== WHAT YOU SHOULD DO ==
Convert the records into a Markdown table with the columns Row and Line, starting at the line that contains "Task: locate the archaeological ruin." and ending at the line that contains "column 78, row 193", with each line numbered and blank lines skipped. Include only those lines, and leave the pictures out.

== RECORDS SUPPLIED ==
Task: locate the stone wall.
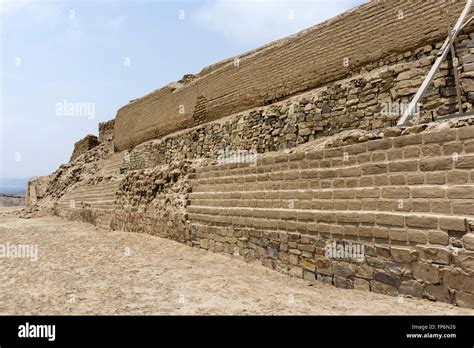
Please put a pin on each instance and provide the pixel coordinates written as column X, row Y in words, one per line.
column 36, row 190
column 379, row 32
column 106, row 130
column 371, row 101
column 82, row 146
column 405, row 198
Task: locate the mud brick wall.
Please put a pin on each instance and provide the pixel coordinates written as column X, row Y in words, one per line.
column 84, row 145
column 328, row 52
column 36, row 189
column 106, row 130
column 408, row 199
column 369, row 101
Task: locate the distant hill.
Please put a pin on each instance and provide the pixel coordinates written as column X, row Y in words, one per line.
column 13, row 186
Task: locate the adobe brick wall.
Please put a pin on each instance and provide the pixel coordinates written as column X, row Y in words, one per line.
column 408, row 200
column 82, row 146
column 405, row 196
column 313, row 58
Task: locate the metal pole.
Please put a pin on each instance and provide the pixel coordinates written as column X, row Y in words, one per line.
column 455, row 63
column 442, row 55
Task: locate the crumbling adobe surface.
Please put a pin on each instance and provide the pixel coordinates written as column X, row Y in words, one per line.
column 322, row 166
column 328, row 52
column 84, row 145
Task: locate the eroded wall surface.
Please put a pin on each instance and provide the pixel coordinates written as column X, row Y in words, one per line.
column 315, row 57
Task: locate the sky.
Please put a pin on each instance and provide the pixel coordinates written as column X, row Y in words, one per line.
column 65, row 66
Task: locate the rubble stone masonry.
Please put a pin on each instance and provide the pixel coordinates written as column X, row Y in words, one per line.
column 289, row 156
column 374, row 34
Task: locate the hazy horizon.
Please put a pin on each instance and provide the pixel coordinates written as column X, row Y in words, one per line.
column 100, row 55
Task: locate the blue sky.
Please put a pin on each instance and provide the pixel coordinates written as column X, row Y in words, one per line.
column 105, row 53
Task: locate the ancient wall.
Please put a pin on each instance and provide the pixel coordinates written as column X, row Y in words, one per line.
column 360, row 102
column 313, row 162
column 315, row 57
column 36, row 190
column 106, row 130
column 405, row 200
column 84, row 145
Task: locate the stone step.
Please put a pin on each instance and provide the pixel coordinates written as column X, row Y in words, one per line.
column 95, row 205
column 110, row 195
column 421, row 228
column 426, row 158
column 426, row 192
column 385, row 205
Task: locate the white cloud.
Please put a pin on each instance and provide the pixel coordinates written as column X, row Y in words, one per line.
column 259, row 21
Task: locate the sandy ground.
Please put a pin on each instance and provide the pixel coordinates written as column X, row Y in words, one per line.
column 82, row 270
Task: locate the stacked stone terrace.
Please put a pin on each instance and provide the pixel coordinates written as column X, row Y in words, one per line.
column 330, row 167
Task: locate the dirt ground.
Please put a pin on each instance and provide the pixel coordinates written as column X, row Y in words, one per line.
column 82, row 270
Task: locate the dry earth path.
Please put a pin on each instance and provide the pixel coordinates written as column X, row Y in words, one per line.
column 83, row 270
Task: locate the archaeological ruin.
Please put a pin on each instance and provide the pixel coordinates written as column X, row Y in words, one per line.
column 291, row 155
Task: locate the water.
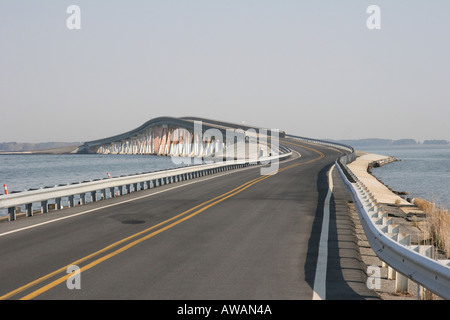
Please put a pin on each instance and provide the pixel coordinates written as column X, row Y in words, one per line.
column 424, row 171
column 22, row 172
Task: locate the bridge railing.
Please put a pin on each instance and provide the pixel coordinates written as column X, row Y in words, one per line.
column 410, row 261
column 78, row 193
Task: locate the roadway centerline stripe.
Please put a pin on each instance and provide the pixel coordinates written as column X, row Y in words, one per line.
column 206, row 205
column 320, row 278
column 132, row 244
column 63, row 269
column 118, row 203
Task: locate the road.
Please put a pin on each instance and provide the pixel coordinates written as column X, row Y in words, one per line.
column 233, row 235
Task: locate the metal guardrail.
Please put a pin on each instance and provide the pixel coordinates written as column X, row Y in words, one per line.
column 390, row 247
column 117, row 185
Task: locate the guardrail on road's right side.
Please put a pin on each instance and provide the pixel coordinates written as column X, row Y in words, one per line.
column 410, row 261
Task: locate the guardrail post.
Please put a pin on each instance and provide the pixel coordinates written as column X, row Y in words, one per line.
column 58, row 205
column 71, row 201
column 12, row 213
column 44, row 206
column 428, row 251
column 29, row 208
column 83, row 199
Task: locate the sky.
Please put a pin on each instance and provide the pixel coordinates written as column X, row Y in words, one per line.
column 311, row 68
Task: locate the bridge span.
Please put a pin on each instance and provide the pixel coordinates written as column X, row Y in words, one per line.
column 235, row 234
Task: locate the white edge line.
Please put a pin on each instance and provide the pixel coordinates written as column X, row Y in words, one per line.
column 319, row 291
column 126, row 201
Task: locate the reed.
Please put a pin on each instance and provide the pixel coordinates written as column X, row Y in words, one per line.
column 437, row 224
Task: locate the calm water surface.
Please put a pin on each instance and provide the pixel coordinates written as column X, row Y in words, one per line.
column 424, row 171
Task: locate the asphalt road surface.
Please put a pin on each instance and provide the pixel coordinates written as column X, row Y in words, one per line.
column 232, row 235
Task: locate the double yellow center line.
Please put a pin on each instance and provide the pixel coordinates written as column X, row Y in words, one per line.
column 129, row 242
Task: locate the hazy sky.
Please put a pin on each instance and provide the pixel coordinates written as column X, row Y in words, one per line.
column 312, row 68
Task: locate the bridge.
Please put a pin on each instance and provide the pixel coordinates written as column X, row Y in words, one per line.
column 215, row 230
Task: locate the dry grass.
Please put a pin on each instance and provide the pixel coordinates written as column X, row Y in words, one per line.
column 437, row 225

==

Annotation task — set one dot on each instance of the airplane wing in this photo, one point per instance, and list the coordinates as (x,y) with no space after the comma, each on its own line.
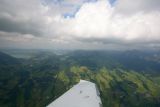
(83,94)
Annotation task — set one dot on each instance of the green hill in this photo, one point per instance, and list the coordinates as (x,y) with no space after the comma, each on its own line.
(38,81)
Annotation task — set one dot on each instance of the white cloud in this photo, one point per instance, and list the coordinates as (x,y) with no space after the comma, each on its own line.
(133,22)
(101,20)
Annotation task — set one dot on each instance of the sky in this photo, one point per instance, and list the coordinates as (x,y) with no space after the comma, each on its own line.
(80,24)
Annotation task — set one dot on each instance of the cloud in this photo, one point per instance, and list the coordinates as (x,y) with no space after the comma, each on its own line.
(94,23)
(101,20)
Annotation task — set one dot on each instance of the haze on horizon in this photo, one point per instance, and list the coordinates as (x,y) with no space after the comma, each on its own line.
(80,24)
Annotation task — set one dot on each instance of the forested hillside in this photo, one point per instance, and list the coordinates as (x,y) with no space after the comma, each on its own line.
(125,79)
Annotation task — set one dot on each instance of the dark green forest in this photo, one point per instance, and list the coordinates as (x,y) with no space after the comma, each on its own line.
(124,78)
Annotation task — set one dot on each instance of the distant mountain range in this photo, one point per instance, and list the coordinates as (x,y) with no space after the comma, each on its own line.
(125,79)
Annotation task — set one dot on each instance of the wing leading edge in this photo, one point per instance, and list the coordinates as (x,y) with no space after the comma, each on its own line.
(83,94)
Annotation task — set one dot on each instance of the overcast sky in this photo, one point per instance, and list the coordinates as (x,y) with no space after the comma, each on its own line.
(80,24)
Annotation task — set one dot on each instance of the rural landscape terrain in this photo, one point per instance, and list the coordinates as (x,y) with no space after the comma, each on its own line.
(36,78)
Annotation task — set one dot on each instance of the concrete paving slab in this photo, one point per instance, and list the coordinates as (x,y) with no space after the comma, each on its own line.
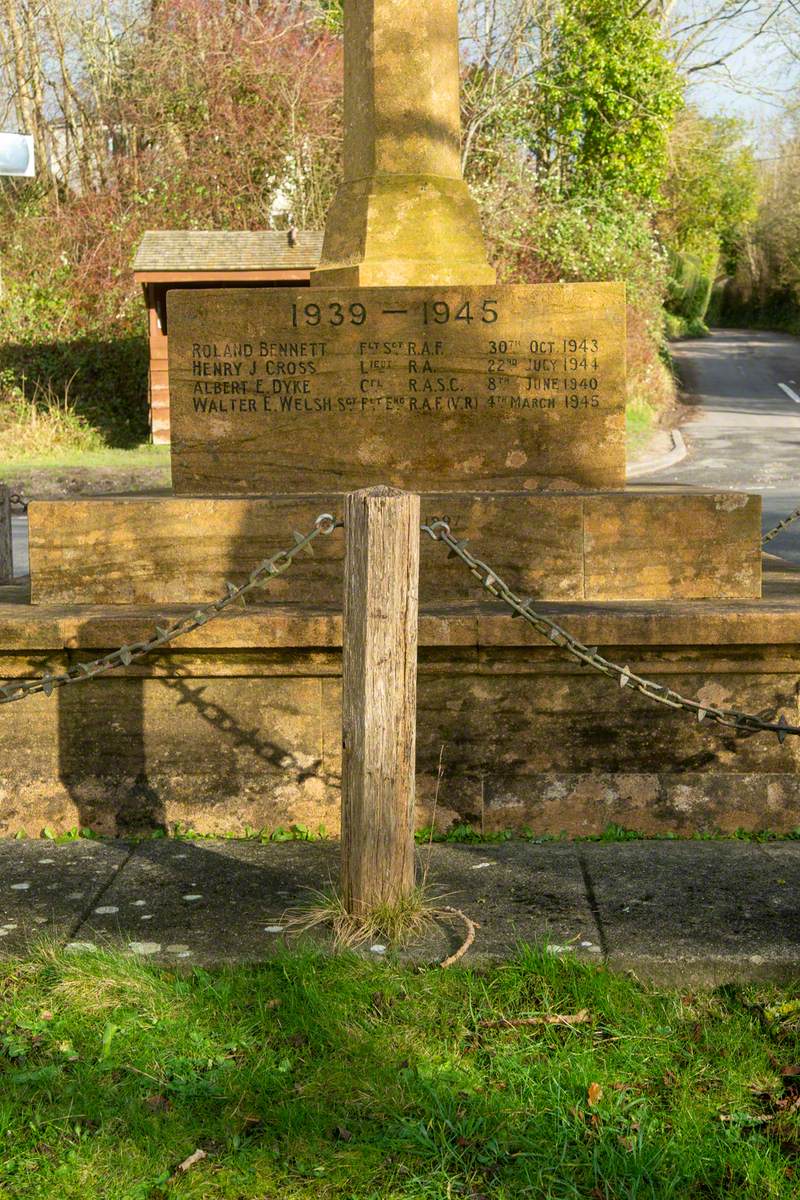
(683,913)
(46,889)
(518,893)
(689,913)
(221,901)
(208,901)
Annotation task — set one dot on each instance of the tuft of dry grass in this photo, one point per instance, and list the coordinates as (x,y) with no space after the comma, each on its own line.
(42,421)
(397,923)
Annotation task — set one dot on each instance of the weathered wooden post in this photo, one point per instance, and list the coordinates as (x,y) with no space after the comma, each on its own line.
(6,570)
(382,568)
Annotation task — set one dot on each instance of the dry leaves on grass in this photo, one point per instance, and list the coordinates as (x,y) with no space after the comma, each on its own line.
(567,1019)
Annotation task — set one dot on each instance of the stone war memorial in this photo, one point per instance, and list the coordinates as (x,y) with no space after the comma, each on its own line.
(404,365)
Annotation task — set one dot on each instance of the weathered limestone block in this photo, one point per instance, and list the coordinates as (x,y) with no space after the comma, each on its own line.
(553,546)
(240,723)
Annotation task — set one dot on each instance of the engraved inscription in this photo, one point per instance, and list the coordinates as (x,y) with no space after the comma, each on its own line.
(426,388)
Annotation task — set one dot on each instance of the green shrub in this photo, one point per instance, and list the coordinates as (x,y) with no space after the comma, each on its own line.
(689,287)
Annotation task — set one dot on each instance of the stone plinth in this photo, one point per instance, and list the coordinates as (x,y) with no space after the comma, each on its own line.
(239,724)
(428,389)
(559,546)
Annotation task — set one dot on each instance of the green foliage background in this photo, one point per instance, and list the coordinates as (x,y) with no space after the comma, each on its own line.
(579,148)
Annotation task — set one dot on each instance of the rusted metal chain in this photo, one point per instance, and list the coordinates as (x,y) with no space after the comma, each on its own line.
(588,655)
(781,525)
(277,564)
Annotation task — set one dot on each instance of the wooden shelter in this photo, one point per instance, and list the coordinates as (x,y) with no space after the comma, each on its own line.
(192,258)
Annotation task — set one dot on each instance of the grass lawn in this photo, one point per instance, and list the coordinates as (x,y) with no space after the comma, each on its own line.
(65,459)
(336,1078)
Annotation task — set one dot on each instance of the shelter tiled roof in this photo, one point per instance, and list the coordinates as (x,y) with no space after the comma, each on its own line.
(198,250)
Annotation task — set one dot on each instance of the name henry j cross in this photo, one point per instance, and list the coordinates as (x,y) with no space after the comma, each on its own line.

==

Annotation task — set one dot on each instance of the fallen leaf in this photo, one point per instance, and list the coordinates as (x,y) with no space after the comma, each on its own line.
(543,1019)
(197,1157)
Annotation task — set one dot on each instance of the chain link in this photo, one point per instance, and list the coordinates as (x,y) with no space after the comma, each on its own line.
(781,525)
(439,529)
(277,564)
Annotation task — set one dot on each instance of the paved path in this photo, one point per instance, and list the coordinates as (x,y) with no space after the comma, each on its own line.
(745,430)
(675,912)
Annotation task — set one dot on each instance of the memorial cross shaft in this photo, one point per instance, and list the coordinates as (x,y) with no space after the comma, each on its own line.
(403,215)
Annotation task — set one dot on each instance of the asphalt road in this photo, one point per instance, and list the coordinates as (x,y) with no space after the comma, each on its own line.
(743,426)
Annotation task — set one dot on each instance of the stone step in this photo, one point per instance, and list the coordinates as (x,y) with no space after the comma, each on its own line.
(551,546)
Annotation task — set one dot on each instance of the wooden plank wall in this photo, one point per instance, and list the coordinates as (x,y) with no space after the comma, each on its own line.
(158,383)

== COMPLETED EXERCISE ==
| Row | Line |
|---|---|
| 1 | Task: locate the archaeological ruin. |
| 2 | Please put a pin on each instance and provide the pixel coordinates written as column X, row Y in words, one per line. |
| 3 | column 291, row 155 |
| 4 | Task: locate the water. |
| 5 | Please put a pin on each instance and provide the pixel coordinates written as column X, row Y in words, one per line. |
| 6 | column 424, row 171 |
| 7 | column 22, row 172 |
| 8 | Task: locate the bridge railing. |
| 9 | Please put a pin on each instance and provide the pixel coordinates written as column X, row Y in words, one per line. |
| 10 | column 410, row 261 |
| 11 | column 78, row 193 |